### Short exercise:
Copy the entries below from the first line through the line that contains "x=872 y=339". Shift every x and y coordinate in the answers by adding 68, and keep all other lines unchanged.

┄┄┄┄┄┄┄┄┄┄┄┄┄┄┄┄┄┄┄┄

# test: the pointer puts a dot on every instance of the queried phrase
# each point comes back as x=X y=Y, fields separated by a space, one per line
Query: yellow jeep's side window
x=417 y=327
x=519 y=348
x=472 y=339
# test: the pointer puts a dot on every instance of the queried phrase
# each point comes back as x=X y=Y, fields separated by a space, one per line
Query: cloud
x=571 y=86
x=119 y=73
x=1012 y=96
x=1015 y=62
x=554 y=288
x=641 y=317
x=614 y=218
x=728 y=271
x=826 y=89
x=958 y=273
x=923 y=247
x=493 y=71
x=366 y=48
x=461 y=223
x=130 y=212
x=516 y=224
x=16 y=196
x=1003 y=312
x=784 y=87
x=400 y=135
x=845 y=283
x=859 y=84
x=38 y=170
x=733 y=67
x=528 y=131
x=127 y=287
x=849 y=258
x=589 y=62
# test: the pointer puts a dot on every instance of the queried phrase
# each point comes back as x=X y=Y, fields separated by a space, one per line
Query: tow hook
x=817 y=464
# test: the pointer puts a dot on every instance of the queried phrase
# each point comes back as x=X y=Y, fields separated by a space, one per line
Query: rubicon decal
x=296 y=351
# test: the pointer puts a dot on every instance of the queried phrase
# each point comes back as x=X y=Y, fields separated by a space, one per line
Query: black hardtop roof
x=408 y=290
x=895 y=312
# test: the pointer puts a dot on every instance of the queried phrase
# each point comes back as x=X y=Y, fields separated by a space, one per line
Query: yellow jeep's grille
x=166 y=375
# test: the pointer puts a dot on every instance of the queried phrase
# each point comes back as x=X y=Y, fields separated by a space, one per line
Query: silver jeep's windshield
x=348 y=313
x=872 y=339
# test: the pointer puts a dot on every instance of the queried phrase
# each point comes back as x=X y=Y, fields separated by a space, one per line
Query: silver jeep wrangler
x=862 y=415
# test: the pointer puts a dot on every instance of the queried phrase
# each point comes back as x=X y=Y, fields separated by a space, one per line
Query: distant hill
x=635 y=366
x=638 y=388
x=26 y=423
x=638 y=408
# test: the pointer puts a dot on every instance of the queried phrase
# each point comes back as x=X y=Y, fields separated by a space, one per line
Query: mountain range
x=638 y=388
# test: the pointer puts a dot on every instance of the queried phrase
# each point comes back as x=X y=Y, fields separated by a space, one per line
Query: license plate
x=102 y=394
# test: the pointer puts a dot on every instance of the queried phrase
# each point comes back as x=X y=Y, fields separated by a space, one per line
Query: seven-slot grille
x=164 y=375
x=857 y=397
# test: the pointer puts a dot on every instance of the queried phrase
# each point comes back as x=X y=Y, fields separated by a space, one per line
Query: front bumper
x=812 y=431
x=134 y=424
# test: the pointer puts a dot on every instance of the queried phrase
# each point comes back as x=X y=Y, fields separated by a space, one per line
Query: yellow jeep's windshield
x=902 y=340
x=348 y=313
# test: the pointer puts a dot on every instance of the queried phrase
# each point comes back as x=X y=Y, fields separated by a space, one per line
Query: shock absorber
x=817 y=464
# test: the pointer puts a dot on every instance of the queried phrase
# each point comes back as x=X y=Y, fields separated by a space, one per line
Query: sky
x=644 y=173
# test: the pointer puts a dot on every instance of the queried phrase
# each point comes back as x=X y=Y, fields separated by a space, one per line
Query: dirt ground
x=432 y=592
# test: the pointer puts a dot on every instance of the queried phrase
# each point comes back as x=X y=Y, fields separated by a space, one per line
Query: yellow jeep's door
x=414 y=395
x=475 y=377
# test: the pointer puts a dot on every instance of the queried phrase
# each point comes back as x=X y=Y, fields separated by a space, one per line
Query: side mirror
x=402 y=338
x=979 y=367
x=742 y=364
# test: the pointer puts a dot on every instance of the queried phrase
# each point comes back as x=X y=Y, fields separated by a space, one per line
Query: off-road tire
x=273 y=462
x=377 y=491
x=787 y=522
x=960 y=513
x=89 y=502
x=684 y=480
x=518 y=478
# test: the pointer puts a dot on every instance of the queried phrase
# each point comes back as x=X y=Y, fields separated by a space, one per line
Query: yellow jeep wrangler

┄┄┄┄┄┄┄┄┄┄┄┄┄┄┄┄┄┄┄┄

### Written solution:
# test: the pointer puts a dot on every instance of the queried phrase
# each point comes back as x=X y=Y, fields separated by a space, one per line
Query: yellow jeep's side window
x=485 y=395
x=587 y=416
x=540 y=407
# test: the pointer puts a dot on every instance of the queried phrase
# each point comes back as x=X y=Y, fields separated by a space, one per line
Query: cloud
x=639 y=154
x=187 y=141
x=1080 y=164
x=1083 y=130
x=622 y=356
x=709 y=385
x=682 y=286
x=796 y=339
x=894 y=157
x=1026 y=341
x=991 y=315
x=561 y=139
x=434 y=116
x=529 y=291
x=198 y=280
x=584 y=292
x=84 y=264
x=1071 y=380
x=852 y=155
x=468 y=203
x=913 y=351
x=927 y=152
x=106 y=238
x=801 y=135
x=596 y=199
x=195 y=355
x=917 y=326
x=657 y=130
# test: the pointer puts a dot on every instance of the queried phrase
# each point comes back as x=X y=Y, fields separated by a space, one per line
Query: tow hook
x=885 y=532
# test: the pointer puts a dot on every instance of the queried phrase
# each point comes back as x=X y=Y, fields separated by a space, one per line
Query: rubicon decal
x=364 y=419
# test: the pointer puts a dot on every instance of the queried phrase
# each point comes back as x=X y=Y, fields separated by a space, one per line
Query: black hardtop roof
x=476 y=358
x=963 y=380
# test: the pointer puts a dot on every instance of the queried phrase
# each point comes back as x=X y=Y, fields separated by a space, one per line
Query: yellow jeep's grille
x=234 y=443
# test: the pointer puts a dot on every instance of the queried phrase
# each point comes back as x=X y=Y, fields separated by a space, one per line
Query: silver jeep's windshield
x=416 y=381
x=940 y=407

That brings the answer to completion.